> **Entries provided**:
_ _ _ _
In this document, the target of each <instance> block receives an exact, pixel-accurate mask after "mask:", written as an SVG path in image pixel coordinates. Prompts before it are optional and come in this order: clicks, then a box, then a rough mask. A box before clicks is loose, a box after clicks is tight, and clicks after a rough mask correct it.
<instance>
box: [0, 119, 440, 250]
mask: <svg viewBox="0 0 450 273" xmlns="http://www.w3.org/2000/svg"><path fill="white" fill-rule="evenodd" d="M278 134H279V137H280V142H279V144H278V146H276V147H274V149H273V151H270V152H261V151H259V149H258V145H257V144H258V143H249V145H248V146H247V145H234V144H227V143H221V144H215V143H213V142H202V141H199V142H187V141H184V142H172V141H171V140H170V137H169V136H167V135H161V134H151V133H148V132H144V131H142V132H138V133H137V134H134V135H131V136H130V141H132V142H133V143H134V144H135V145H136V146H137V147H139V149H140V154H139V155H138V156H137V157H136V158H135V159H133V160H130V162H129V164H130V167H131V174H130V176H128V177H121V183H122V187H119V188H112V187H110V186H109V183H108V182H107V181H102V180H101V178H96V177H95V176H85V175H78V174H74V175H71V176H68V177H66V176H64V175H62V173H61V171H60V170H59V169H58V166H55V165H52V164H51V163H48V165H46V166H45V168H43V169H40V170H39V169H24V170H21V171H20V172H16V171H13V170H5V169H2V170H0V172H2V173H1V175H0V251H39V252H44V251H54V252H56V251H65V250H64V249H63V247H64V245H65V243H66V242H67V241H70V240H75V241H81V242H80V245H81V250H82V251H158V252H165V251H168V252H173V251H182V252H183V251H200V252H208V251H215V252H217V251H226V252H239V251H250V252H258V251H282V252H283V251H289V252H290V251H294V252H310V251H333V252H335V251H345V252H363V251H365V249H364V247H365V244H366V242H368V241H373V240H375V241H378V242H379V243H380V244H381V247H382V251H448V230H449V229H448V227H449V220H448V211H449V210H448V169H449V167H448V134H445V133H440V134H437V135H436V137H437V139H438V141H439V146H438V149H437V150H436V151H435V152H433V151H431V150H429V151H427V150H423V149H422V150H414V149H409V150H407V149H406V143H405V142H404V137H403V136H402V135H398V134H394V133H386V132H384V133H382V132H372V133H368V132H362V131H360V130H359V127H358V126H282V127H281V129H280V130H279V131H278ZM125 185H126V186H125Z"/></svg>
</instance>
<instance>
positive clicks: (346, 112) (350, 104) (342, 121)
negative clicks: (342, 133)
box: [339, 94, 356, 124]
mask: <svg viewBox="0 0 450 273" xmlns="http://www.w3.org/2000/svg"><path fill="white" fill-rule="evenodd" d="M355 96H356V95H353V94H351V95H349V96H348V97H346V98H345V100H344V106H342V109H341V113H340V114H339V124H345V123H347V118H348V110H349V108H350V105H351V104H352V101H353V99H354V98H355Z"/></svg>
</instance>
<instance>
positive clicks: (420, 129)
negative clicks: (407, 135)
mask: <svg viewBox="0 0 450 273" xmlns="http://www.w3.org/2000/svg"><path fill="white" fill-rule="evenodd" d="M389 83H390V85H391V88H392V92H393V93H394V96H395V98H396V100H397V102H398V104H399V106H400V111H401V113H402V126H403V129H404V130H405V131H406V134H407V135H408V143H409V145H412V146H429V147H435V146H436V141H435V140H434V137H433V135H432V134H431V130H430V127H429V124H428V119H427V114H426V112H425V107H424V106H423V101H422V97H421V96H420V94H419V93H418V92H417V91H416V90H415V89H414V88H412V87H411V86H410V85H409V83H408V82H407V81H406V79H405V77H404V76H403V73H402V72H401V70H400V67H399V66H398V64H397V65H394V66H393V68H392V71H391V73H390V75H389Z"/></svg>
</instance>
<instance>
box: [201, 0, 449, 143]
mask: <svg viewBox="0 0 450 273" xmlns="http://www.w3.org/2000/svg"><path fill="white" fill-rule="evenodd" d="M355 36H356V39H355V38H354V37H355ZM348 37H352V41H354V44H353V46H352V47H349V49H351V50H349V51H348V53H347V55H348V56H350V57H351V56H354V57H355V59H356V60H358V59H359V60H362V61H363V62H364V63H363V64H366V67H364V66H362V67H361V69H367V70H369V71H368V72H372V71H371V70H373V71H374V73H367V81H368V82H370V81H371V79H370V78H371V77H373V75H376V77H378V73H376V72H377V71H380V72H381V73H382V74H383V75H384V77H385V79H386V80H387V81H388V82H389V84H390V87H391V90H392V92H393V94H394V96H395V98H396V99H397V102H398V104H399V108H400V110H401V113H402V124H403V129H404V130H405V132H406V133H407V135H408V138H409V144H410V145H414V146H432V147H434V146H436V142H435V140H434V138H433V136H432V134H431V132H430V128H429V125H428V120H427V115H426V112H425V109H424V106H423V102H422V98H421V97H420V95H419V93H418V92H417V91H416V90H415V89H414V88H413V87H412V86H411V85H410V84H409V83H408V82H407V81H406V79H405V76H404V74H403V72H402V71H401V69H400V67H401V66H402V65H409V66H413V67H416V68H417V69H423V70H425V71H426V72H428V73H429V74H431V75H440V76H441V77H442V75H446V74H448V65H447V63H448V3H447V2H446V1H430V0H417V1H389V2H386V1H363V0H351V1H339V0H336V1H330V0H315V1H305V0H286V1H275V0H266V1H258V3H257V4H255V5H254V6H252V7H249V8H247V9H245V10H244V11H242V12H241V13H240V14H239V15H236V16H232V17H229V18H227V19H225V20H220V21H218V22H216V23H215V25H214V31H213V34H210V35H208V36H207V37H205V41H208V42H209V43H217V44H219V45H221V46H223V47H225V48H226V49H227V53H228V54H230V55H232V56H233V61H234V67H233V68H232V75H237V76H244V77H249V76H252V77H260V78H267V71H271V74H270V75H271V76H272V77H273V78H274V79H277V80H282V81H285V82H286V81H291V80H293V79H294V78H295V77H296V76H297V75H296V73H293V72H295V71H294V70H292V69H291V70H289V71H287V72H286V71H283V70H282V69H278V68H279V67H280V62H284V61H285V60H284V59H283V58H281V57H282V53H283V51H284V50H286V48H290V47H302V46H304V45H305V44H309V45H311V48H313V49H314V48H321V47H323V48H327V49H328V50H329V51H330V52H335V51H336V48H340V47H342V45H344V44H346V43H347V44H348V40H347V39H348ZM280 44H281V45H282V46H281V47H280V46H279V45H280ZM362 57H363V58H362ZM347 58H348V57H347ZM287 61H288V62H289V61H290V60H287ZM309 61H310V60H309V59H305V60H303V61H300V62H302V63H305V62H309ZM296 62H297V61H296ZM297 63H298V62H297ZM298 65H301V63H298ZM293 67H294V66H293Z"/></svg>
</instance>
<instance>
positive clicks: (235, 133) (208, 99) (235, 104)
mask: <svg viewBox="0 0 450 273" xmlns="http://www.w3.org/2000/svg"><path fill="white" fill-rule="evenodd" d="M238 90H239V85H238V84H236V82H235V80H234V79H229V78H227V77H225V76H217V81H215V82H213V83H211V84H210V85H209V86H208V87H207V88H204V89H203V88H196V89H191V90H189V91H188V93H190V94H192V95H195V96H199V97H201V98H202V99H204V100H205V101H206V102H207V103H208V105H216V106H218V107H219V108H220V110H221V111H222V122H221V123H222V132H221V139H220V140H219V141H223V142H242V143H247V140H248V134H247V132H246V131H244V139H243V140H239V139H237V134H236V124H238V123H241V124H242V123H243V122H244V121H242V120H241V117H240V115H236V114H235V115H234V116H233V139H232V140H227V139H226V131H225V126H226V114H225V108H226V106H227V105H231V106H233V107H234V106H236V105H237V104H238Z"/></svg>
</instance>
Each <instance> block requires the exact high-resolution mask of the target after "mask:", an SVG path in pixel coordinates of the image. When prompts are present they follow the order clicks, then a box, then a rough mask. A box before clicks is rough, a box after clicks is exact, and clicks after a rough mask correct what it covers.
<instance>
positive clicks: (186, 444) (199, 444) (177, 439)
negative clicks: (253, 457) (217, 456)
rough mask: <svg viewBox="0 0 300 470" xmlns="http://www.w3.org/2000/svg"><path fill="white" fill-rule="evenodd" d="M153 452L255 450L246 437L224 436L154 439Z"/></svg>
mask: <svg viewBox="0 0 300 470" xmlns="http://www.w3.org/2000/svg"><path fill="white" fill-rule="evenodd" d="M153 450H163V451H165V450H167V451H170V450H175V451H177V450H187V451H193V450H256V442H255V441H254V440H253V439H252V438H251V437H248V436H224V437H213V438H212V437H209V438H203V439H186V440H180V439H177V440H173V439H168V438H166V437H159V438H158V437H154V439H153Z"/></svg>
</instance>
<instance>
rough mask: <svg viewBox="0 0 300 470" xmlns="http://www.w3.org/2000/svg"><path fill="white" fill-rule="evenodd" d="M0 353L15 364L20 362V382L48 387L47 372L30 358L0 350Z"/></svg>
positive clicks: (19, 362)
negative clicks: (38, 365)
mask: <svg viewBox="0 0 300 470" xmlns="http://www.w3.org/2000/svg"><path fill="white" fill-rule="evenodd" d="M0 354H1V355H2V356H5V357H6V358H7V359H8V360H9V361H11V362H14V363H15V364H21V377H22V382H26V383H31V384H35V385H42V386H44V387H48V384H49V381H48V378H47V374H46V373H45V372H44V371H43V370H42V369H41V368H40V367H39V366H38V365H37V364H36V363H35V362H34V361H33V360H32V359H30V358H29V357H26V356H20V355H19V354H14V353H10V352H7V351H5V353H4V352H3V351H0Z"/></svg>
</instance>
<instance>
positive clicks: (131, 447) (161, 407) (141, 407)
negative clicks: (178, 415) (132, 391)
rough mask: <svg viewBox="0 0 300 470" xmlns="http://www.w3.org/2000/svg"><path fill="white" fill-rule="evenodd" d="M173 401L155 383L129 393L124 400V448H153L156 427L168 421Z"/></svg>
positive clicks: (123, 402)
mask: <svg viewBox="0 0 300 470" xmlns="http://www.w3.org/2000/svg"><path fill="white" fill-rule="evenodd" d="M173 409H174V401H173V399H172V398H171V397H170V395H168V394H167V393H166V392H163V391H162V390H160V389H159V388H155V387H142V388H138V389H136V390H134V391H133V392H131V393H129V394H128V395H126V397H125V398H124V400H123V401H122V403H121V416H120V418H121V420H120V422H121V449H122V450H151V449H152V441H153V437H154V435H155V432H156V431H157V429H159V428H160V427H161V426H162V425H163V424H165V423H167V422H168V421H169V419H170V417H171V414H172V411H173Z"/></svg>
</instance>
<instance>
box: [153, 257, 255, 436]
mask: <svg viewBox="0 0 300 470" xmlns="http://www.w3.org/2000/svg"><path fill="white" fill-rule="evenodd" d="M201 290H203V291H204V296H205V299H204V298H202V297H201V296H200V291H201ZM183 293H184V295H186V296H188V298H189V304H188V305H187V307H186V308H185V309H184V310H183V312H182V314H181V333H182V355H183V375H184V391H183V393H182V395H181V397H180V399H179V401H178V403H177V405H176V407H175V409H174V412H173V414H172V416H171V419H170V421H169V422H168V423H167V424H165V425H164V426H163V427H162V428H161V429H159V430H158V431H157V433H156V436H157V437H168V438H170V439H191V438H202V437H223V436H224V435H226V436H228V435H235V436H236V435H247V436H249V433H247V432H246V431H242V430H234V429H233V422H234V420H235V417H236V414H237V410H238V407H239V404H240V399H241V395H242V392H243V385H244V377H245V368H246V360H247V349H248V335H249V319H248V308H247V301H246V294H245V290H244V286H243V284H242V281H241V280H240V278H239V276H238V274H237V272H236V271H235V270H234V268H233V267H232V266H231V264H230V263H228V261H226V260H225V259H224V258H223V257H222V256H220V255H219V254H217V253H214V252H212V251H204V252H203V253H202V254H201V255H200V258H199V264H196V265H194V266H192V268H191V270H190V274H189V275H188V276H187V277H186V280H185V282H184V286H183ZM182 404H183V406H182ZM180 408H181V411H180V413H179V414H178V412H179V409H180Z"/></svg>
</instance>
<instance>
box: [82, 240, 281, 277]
_ _ _ _
Each line of the listing that holds the string "before" counts once; state how many there are, with nothing added.

2